## WORK REQUIRED
Please copy out the material from its first line through the line containing "[648,186,919,411]", changing "interface screenshot" to "app screenshot" and leaving everything else as it is. Give only that part.

────────────────

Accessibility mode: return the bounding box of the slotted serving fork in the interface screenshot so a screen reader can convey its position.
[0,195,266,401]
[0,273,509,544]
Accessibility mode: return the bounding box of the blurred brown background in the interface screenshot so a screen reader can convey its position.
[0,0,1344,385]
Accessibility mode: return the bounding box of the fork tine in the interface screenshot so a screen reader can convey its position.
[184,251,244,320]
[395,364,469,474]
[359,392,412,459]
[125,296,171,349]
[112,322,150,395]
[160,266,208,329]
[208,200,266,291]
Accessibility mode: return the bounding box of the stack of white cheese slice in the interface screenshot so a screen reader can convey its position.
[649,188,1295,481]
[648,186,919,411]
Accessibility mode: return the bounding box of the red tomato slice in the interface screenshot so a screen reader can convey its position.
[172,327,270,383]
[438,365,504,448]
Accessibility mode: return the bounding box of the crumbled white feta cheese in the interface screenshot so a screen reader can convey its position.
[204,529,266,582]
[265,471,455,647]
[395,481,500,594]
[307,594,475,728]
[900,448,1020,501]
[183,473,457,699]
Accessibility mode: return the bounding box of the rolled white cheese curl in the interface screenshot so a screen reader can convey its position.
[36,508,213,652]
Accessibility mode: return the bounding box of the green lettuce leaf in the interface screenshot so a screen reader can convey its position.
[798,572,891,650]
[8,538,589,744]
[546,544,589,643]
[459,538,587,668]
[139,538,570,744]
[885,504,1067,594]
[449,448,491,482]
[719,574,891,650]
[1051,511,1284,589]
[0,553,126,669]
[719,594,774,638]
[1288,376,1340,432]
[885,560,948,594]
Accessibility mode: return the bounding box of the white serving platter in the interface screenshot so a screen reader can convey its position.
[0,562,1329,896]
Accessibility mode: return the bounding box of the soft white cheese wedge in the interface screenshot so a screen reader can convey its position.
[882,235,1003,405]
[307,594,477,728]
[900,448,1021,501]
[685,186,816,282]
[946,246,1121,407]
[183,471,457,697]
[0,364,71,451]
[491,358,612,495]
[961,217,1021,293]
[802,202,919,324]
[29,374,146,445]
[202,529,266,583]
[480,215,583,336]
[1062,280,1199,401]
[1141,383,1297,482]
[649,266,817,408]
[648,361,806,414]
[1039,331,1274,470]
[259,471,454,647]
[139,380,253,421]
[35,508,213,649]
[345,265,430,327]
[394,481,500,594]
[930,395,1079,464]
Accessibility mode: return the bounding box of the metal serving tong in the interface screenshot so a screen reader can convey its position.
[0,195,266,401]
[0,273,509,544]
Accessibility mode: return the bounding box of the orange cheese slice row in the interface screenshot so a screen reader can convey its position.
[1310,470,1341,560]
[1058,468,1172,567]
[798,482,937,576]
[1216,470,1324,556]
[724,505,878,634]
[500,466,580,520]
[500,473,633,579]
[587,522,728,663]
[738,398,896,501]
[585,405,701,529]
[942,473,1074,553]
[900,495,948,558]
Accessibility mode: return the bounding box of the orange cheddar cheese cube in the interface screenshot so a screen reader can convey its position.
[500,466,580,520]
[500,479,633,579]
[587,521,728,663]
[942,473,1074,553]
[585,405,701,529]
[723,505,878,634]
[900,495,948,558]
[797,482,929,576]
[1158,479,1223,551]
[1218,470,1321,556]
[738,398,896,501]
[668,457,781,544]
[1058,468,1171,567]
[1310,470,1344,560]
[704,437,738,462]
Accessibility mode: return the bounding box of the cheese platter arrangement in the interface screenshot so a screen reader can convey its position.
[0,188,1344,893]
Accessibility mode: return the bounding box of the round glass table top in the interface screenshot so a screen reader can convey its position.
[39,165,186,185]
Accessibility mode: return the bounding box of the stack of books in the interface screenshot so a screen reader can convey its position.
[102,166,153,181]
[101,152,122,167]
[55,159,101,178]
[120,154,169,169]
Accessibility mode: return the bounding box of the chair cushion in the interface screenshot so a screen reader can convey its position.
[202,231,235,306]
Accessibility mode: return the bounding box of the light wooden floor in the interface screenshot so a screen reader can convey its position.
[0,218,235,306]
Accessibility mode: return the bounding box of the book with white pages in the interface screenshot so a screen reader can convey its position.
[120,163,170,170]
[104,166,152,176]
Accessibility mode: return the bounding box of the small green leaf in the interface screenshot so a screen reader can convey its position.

────────────────

## OUTPUT BELOW
Accessibility mode: return the bounding box of the slotted serving fork in the app screenshot so a screen reader can convey its position.
[0,195,266,401]
[0,273,509,544]
Accessibility mode: return the bounding box of the blurred brown background in the app screenshot so a screen reader can convey its position.
[0,0,1344,385]
Accessibility mode: return the bounding box of the fork tine in the app screenshot so a screen reader can convey its position.
[184,251,244,320]
[395,364,469,474]
[359,392,412,459]
[125,296,171,349]
[112,322,150,395]
[160,266,208,329]
[208,200,266,291]
Accessibility mode: return the bounding box of the stack of white cheese slice in the app screenshot so a screen reader can convey its position.
[649,188,1295,481]
[648,186,919,411]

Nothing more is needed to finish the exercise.